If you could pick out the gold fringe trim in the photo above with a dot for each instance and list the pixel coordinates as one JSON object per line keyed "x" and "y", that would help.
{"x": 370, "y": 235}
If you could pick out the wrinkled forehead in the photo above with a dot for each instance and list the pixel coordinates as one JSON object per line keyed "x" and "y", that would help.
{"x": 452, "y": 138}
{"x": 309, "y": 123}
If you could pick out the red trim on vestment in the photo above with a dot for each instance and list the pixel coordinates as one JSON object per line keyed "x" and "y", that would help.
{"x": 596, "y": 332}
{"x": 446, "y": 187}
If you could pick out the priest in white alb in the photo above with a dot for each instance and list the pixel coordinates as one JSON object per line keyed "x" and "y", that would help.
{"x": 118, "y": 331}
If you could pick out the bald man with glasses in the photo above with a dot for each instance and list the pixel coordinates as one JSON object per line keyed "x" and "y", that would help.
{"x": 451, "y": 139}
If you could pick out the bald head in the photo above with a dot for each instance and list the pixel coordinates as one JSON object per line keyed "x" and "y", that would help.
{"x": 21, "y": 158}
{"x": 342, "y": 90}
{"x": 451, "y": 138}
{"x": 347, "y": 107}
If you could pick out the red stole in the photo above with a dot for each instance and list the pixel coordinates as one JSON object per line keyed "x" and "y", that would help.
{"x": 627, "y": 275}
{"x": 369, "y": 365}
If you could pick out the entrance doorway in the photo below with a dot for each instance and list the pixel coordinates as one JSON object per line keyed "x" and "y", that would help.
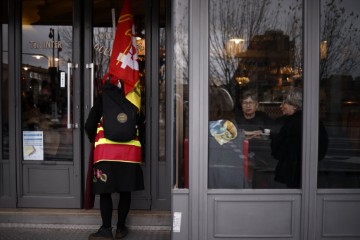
{"x": 65, "y": 52}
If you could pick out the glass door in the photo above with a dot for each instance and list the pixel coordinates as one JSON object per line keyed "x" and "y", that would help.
{"x": 50, "y": 158}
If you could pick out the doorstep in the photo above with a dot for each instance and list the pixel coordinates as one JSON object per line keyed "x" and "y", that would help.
* * *
■ WORK INSTRUCTIONS
Rewrite the listing above with "pixel coordinates" changed to "image coordinates" and everything else unchanged. Leave out the picture.

■ WRITTEN REPLY
If you could pick out the gold fringe trim in the photo above with a dot for each instance and list the image coordinates as one JSON object per line keyed "x" and "y", that would help.
{"x": 370, "y": 235}
If you could pick out the wrinkled forehead in the photo above with a dot for each instance and list the image coordinates as one JSON object per line keyed "x" and "y", that would help.
{"x": 452, "y": 138}
{"x": 309, "y": 123}
If you could pick out the red trim on vestment in the photo above with a dot for each instance and list the image coordinates as one JSON object per line keyed "x" and "y", that would help.
{"x": 596, "y": 332}
{"x": 446, "y": 187}
If you could pick out the priest in white alb in the photo above with a dot for each instance and list the image coordinates as one JSON object per line keyed "x" and "y", that would help.
{"x": 118, "y": 331}
If you could pick out the bald man with glasses in the photo above with a dot for each instance and list the image coordinates as one JSON object per line keyed "x" and "y", that would help.
{"x": 451, "y": 139}
If you could pick out the bald head in the photo above with a dot for each instance and list the image coordinates as one JSON object per line keyed "x" and "y", that would help.
{"x": 21, "y": 158}
{"x": 342, "y": 90}
{"x": 451, "y": 138}
{"x": 347, "y": 107}
If you could pick out the red stole in the photo above with a dot for each instance and list the image coordinates as one JSON object per line keyed "x" and "y", that would help.
{"x": 627, "y": 275}
{"x": 369, "y": 365}
If you could pick out the entrance doorway in the photo below with a dot for each instance and list the image coordinates as one JSON object per line keyed "x" and "y", that would help.
{"x": 65, "y": 52}
If you could pick out the glass door in the photo above with a dot for each instance and list the image coordinates as one JSON object per line keyed "x" and "y", that would help.
{"x": 50, "y": 158}
If you could pick out the doorstep in the photo above with a dot for each instance and list the image coordinates as one JSON object per line keyed "x" and "y", that would help.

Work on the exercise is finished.